> **Task instructions**
State how many lines in the records below contain the word "branch". Nothing else is needed.

------------------------

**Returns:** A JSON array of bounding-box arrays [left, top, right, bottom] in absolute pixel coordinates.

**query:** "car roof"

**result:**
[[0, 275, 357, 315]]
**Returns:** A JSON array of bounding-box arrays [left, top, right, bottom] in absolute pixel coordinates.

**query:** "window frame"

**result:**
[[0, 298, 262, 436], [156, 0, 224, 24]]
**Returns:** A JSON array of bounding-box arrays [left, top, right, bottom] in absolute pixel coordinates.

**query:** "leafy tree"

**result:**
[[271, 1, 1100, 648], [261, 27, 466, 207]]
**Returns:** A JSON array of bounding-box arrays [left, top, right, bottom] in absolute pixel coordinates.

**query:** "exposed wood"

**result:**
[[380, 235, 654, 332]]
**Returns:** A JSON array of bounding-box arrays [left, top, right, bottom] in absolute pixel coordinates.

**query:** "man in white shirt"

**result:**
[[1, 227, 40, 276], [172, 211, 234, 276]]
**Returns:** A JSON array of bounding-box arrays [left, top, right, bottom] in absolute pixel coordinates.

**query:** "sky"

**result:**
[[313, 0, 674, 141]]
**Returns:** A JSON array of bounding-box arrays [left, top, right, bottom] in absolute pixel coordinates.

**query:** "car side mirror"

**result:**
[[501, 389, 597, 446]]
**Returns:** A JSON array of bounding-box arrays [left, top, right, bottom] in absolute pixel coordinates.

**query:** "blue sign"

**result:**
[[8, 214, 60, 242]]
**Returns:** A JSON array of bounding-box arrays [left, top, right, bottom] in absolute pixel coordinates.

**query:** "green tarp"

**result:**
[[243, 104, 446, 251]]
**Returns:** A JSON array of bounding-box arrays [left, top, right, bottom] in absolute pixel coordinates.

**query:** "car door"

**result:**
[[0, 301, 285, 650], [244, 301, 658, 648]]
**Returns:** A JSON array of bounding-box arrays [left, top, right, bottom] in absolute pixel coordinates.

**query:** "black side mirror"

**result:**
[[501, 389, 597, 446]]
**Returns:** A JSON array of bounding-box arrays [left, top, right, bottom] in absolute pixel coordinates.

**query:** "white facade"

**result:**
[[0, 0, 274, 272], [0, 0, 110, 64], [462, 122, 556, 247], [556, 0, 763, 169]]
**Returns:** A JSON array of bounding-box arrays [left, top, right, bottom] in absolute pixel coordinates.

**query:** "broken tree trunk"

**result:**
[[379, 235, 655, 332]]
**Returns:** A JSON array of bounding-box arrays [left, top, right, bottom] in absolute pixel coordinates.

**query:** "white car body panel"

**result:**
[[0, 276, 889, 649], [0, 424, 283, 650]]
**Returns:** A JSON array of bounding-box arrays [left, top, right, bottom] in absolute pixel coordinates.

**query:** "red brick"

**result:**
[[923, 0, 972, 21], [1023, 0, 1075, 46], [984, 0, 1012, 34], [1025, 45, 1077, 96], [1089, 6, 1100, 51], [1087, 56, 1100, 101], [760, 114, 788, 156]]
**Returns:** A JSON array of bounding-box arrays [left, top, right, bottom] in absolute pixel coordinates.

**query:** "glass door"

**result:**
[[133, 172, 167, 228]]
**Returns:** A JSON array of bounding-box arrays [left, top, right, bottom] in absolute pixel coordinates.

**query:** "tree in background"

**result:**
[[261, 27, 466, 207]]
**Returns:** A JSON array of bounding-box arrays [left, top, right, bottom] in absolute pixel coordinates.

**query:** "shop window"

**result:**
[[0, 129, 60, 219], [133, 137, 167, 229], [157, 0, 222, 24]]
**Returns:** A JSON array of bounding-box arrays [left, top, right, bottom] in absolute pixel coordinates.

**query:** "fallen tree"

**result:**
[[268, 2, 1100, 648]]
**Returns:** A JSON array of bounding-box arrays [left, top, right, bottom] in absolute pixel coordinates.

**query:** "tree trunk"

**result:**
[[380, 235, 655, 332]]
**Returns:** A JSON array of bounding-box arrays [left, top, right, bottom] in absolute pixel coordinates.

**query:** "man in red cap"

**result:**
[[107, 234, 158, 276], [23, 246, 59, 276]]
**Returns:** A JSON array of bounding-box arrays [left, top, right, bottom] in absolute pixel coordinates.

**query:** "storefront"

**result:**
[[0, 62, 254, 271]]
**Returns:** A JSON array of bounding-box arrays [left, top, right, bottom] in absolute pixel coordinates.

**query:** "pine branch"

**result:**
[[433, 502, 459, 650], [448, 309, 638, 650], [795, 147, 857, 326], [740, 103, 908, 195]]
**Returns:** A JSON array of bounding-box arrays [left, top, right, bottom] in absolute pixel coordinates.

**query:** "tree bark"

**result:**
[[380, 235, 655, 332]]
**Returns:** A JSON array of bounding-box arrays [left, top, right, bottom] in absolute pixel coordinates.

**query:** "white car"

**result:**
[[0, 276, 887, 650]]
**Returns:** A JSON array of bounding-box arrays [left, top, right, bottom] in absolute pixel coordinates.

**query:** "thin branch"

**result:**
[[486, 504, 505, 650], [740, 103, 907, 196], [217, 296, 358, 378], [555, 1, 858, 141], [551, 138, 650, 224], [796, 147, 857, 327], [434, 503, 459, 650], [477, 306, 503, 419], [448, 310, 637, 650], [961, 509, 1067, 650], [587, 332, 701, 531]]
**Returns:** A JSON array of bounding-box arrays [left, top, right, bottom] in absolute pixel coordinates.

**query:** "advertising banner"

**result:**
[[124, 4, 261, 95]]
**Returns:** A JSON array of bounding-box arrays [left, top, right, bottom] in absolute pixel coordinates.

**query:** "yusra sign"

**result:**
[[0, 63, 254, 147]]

------------------------

> **Result of the task**
2